• **Assignment**
The data shown below should all be retyped exactly.

[Natural-language object grounding data]

·····

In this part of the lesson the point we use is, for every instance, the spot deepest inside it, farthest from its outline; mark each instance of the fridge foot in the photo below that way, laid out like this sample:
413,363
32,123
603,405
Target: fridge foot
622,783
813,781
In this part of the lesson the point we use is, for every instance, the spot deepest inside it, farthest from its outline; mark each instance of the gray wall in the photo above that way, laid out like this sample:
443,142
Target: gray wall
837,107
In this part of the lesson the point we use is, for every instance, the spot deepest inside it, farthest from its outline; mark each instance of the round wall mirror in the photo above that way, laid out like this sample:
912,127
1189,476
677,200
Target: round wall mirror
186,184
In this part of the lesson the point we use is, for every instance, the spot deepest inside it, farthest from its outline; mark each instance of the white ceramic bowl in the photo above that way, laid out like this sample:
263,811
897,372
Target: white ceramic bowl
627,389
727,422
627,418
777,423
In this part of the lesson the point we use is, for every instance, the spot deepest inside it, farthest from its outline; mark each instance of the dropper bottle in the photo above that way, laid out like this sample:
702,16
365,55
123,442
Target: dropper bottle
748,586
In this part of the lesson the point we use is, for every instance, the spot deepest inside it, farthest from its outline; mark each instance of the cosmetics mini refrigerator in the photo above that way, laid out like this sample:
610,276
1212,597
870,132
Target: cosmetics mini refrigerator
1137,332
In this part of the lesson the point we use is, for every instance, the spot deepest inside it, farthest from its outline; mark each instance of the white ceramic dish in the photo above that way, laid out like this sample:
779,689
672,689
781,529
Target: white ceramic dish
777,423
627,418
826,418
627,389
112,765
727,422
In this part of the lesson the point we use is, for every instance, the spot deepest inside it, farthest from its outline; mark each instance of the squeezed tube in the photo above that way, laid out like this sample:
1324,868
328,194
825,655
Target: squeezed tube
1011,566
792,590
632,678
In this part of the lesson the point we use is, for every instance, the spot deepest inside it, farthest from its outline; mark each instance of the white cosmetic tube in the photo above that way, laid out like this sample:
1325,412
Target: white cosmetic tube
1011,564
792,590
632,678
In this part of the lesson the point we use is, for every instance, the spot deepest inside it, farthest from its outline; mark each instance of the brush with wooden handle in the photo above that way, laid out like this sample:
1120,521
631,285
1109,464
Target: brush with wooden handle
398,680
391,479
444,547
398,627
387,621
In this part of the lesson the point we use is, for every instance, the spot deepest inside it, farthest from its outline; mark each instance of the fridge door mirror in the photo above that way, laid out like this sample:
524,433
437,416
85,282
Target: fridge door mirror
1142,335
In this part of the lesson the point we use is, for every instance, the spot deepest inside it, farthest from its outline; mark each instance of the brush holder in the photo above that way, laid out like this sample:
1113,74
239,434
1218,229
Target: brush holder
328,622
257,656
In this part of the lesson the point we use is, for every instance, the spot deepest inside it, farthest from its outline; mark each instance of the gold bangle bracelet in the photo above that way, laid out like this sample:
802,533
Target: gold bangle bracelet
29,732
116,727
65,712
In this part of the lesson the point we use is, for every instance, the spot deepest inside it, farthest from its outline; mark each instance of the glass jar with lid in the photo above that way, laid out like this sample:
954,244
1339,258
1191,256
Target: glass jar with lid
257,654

·····

• **Output of the exercise**
In this part of the lesson the point we use is, for every instance, the spot deepest inside it, farthest from its outline; mark each instance of the fridge foot in the photo below that way, laid out like this sample:
413,363
32,123
603,405
Target: fridge foot
622,783
813,781
In this part of the lesson the point we use is, for every instance, the spot deepest inside it, farthest from its outline; mark each instance of the gray wall in the photo above that way, laid out like this sample:
443,142
Target: gray wall
837,107
In this part of the lesson the point we use is, for every instance, the spot deepest inside it, farthest from its outline; mark each instance of the round wall mirror in the photo above that way, laid out like this sample:
912,127
1189,476
677,200
Target: round wall mirror
186,184
In this part of the lesson the point we use is, for every instance, the spot deepest inside it, farthest from its outline; mark each instance of the white ceramic bowl in the photo above that way, laid out like this sample:
263,811
897,372
Target: white ceramic bowl
627,389
727,422
627,418
777,423
In this part of the lesson the point we use is, for every instance, the spot deepest inside it, farthest from its outline; mark each instance of the dropper bottle in the photo above that way, laid out like this sample:
702,16
365,55
123,442
Target: dropper bottle
748,586
In this part of the lesson the point we use is, for every instance, the spot deepest inside it, farthest from its outline; mark each instance of the cosmetics mini refrigerator in the photo above that way, laid out like this sample:
610,276
1212,597
870,132
Target: cosmetics mini refrigerator
1137,332
In this part of the lesson the point we use is, for every instance, the spot deepest inside it, farthest from its outline; mark each instance of the white ceramic dish in the photo above that way, laid out like this sample:
779,689
672,689
781,529
Target: white ceramic dish
777,423
627,418
826,418
627,389
112,765
727,422
In this part of the lesson the point we use is, for every instance, the spot deepest inside it, farthest from its outline; mark each instance of the squeezed tube in the photo above that way, laid out like this sample:
1324,868
328,194
825,655
Target: squeezed tube
1011,566
792,590
632,678
In this part of the lesson the point we use is, for every instance, the spot deepest inside it, farthest from its outline; mark each instance of the white cosmetic tube in the photo above that way, laid out like this sample:
1325,412
Target: white cosmetic tube
1011,564
792,590
632,678
In this part of the lesson the point we use is, for every instance, the spot deepest inside it, farthest from its outline; mark each instance of the brush with wooden handle in the photo above that way, laid out like this sample:
1120,521
631,285
1109,464
Target: brush with wooden handle
398,680
391,479
444,547
398,627
387,621
In this part of the lesson the point we use is, for every instance, the spot deepest inside it, farthest from its outline; mark each instance of the fridge door mirror in the photo above that way, laid out like this sample:
524,433
437,416
85,282
Target: fridge door mirror
1142,335
In this part of the lesson the point we use is, for every instance, the spot deepest inside it, farthest from its outline; mark each instance of the brush holder in the photo above that way, laid out like this sample:
1113,74
239,434
1218,229
Target: brush holder
328,622
257,656
In this part of the lesson the point we use is, for every instance, the spot deepest inside it, farthest from its outline; mark each instance of the gold bangle bracelet in the photo above that way, laid out like this sample:
802,533
Target: gold bangle bracelet
29,732
116,727
65,712
In this part of the lesson the point we use is, for every instance, the spot deepest inside it, farthest from its outline; mark each instance of the glass jar with lid in the photo above that way, laid out like this sample:
954,244
1339,258
1191,256
Target: glass jar with lid
257,654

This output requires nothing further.